_OBJECTIVE:_
Collect every line of the records that contains the string "center". Case counts, so only lines with matching capitalization qualify.

Picture annotation records:

· · · · ·

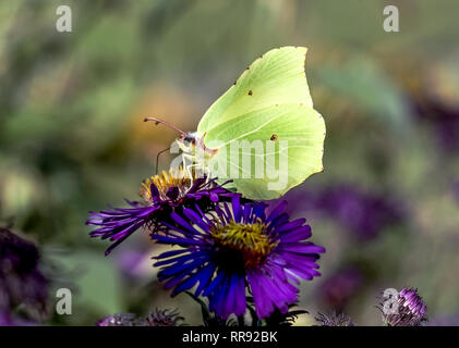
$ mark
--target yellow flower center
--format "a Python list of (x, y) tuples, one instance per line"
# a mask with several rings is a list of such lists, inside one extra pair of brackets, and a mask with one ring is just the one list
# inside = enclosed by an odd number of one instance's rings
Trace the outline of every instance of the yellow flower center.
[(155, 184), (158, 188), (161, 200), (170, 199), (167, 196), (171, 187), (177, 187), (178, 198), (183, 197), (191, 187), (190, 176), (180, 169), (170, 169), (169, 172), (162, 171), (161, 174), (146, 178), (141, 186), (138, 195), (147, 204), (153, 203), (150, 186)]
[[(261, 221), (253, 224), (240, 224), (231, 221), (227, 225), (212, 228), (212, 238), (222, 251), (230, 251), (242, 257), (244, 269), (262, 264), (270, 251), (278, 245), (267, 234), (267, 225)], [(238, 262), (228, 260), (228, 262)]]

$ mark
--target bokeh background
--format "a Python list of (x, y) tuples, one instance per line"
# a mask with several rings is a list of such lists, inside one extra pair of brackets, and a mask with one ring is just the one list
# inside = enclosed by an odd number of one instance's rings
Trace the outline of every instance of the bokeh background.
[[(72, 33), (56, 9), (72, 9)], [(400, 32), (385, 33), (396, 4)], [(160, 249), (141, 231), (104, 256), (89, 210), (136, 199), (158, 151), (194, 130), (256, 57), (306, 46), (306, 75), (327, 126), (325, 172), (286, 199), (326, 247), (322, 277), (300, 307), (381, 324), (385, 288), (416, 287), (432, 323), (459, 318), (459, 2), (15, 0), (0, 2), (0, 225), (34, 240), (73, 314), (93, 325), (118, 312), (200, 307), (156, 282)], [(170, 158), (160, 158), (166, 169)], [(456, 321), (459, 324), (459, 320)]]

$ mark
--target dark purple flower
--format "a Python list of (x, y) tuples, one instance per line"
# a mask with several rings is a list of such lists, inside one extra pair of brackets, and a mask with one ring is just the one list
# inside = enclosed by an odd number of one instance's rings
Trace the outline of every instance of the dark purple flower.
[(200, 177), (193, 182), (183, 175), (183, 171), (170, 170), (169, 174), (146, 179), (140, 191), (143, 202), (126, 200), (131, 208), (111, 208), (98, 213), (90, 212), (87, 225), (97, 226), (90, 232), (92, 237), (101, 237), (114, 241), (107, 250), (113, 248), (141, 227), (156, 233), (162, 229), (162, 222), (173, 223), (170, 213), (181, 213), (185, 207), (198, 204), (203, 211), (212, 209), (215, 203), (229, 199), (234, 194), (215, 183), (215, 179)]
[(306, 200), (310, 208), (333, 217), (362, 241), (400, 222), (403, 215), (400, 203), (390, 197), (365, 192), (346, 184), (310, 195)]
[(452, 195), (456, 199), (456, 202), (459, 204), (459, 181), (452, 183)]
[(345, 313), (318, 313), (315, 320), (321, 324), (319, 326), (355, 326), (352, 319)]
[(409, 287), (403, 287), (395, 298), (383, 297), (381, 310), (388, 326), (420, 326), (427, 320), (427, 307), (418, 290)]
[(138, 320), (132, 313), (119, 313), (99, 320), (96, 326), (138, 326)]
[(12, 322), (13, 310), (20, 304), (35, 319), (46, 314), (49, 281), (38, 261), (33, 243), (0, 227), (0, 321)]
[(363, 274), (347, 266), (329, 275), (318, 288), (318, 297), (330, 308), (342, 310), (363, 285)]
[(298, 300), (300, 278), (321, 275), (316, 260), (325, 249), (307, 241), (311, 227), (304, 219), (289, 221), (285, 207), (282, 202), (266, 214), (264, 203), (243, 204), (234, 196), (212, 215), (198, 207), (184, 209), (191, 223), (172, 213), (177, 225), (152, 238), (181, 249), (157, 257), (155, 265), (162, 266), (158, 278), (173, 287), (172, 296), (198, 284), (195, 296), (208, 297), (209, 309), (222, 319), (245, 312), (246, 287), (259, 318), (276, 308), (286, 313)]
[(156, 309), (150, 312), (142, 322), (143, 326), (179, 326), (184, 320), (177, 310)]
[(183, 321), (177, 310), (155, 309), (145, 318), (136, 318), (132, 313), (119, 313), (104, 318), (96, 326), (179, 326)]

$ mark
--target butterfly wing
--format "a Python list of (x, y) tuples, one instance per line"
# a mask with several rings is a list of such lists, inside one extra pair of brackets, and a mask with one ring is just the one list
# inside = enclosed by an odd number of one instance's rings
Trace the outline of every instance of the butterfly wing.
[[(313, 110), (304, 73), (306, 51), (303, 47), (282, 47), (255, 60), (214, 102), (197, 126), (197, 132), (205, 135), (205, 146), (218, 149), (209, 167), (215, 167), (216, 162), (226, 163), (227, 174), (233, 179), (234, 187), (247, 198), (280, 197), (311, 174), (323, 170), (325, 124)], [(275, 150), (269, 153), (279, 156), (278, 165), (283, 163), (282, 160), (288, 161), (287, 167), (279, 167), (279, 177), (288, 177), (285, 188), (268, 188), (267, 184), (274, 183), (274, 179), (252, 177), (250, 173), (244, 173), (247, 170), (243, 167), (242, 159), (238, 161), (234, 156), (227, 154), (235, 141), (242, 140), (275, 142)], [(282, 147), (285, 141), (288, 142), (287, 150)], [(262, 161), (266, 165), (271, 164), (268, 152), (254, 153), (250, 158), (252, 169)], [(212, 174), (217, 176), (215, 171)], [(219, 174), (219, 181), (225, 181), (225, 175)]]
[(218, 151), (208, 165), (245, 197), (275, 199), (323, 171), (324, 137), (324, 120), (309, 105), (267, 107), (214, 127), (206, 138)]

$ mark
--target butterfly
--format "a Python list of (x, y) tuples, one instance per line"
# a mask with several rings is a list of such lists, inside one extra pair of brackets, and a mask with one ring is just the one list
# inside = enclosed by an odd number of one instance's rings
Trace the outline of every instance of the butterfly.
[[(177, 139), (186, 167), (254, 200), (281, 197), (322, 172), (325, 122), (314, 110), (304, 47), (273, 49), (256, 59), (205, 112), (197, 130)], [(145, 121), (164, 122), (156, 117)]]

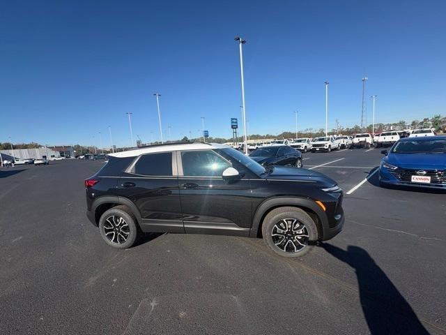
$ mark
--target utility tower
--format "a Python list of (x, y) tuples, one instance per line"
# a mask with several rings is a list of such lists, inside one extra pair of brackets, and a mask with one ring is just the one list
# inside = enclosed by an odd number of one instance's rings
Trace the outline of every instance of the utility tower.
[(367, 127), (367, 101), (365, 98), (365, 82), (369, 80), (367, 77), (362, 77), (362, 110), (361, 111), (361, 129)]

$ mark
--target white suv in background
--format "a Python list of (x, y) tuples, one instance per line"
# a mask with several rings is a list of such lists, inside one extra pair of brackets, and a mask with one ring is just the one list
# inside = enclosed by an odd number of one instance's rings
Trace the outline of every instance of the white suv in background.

· · · · ·

_PROBLEM SOLUTION:_
--target yellow flower center
Trace the outline of every instance of the yellow flower center.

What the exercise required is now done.